>> begin INPUT FOR THIS TASK
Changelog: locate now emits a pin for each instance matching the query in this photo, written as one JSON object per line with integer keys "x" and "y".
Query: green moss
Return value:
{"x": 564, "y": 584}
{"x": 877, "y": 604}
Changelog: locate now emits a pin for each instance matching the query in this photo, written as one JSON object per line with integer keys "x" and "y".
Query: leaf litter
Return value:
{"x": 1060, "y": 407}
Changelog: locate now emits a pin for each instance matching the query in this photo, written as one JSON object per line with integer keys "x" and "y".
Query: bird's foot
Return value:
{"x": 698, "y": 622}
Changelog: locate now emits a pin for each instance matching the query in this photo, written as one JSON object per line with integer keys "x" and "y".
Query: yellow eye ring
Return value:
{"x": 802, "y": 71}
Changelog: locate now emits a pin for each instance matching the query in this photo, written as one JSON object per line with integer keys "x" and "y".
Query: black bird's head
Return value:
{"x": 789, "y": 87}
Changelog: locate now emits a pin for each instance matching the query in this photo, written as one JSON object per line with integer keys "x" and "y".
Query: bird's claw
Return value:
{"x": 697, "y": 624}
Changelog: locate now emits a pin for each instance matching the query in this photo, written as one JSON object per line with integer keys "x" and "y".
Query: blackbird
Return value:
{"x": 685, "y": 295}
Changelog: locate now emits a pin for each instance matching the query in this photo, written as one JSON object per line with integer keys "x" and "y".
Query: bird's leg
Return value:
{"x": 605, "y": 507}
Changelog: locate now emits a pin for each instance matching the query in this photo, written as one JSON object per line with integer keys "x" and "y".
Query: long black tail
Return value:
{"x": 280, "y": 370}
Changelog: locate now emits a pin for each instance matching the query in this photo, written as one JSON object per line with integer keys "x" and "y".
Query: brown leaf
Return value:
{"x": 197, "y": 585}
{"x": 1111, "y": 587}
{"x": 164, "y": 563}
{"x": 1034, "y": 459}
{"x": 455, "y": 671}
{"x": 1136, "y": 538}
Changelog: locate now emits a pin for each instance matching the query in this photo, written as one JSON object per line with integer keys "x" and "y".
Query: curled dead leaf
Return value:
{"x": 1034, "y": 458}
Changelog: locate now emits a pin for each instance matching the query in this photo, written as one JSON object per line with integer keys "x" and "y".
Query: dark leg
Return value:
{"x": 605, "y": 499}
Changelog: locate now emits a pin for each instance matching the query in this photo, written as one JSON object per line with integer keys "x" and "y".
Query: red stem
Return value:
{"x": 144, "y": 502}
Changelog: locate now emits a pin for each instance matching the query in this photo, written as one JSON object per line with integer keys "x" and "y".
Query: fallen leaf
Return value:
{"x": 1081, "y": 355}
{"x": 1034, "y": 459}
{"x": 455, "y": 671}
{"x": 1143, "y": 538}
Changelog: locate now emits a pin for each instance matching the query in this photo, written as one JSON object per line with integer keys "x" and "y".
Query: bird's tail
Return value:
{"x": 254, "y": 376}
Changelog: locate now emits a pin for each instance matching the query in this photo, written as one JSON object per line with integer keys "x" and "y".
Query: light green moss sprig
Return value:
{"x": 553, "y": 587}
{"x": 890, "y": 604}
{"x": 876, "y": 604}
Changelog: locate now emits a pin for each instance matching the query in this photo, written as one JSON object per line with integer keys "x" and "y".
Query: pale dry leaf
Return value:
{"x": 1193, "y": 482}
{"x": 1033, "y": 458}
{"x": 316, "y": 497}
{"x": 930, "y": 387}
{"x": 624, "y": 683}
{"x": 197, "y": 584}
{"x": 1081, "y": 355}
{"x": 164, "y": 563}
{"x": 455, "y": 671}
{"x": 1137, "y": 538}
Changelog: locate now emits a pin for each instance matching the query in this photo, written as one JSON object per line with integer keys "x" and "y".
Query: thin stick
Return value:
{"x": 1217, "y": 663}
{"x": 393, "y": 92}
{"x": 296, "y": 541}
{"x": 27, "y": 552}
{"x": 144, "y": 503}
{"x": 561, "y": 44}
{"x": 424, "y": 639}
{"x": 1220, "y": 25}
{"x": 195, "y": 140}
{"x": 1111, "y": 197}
>> end INPUT FOR THIS TASK
**JOB**
Take the lines above and retype all of them exactly.

**SOLUTION**
Changelog: locate now emits a pin for each instance matching the query in this photo, written as one JSON object per line with integer keys "x" and "y".
Query: green moss
Return value:
{"x": 564, "y": 584}
{"x": 877, "y": 604}
Changelog: locate now emits a pin for each instance matching the query in this photo, written as one JSON object per line with integer keys "x" and "y".
Query: leaf litter
Return value:
{"x": 1060, "y": 407}
Changelog: locate now emits a pin for each instance matching the query in this photo, written as one JSON object per line with integer keys "x" and "y".
Query: bird's foot
Return value:
{"x": 698, "y": 622}
Changelog: locate now emits a pin for each instance matching the query in this photo, written as one JSON object per line with integer keys "x" and "y".
Query: yellow eye ring
Return value:
{"x": 802, "y": 71}
Changelog: locate now emits a pin for each instance matching the query in this photo, written as one JSON object per line with integer keys "x" and "y".
Query: black bird's head
Return value:
{"x": 789, "y": 87}
Changelog: locate now emits a pin for each instance matching the query in this photo, written as one JSON object per line with integer keys "x" and "y".
Query: bird's claw
Return value:
{"x": 697, "y": 624}
Changelog: locate now emits a pin for each instance matching the query in this photo, written as one JSON object per line with integer keys "x" and "y".
Query: blackbird
Return value:
{"x": 685, "y": 295}
Changelog: locate now emits a pin for each instance matching the query in this photo, written as one JSON object per line with integer keys "x" and "y".
Query: bird's leg
Return value:
{"x": 605, "y": 507}
Changelog: locate now emits a pin for each instance matching the query in this photo, written as one JSON object per line with integer keys "x" and "y".
Query: long black tail
Return value:
{"x": 280, "y": 370}
Changelog: locate now emits a pin for each instance matching the query in this photo, written as one JSON object per line with integer keys "x" and "y".
Query: brown leaf
Return value:
{"x": 197, "y": 585}
{"x": 1111, "y": 587}
{"x": 164, "y": 563}
{"x": 1034, "y": 459}
{"x": 455, "y": 671}
{"x": 1136, "y": 538}
Changelog: locate now emits a pin for each instance matching the query in this photo, written as one JSON object per line with integer keys "x" and "y".
Query: curled dead leaf
Return value:
{"x": 1034, "y": 458}
Changelog: locate now emits a pin for each instance matching the query in this photo, written as one JSON object per line with integer keys "x" and "y".
Query: dark leg
Return value:
{"x": 605, "y": 499}
Changelog: locate now emits a pin for each instance matching the query in this photo, written as one JSON object per line with integer keys "x" and "y".
Query: red stem
Return value:
{"x": 144, "y": 502}
Changelog: locate now emits a pin for each instance matching the query in this photo, written as one JSON object per line with integer keys "x" and "y".
Query: fallen leaf
Return value:
{"x": 1081, "y": 355}
{"x": 1034, "y": 459}
{"x": 455, "y": 671}
{"x": 1143, "y": 538}
Changelog: locate now emits a pin for each instance matching the query in this photo, written as one JSON object per line with integer keys "x" and "y".
Query: bird's tail
Return value:
{"x": 254, "y": 376}
Changelog: locate now emits a pin for each instance matching the query in this photo, written as one JSON object per line with integer keys "x" and "y".
Query: light green moss sprig
Return value:
{"x": 553, "y": 587}
{"x": 890, "y": 604}
{"x": 876, "y": 604}
Changelog: locate now emits a pin for each instance matching the query in this photo, written as one JSON object per line with integer keys "x" and "y".
Query: pale dry leaf
Return value:
{"x": 1193, "y": 482}
{"x": 1033, "y": 458}
{"x": 316, "y": 497}
{"x": 930, "y": 387}
{"x": 624, "y": 683}
{"x": 197, "y": 584}
{"x": 1081, "y": 355}
{"x": 164, "y": 563}
{"x": 455, "y": 671}
{"x": 1137, "y": 538}
Changelog: locate now emits a pin for each instance matching the query in this photo, written as one JSON object per line with integer keys "x" and "y".
Query: thin stick
Return value:
{"x": 1217, "y": 663}
{"x": 393, "y": 92}
{"x": 296, "y": 541}
{"x": 27, "y": 552}
{"x": 144, "y": 503}
{"x": 561, "y": 44}
{"x": 424, "y": 639}
{"x": 1220, "y": 25}
{"x": 195, "y": 140}
{"x": 1111, "y": 197}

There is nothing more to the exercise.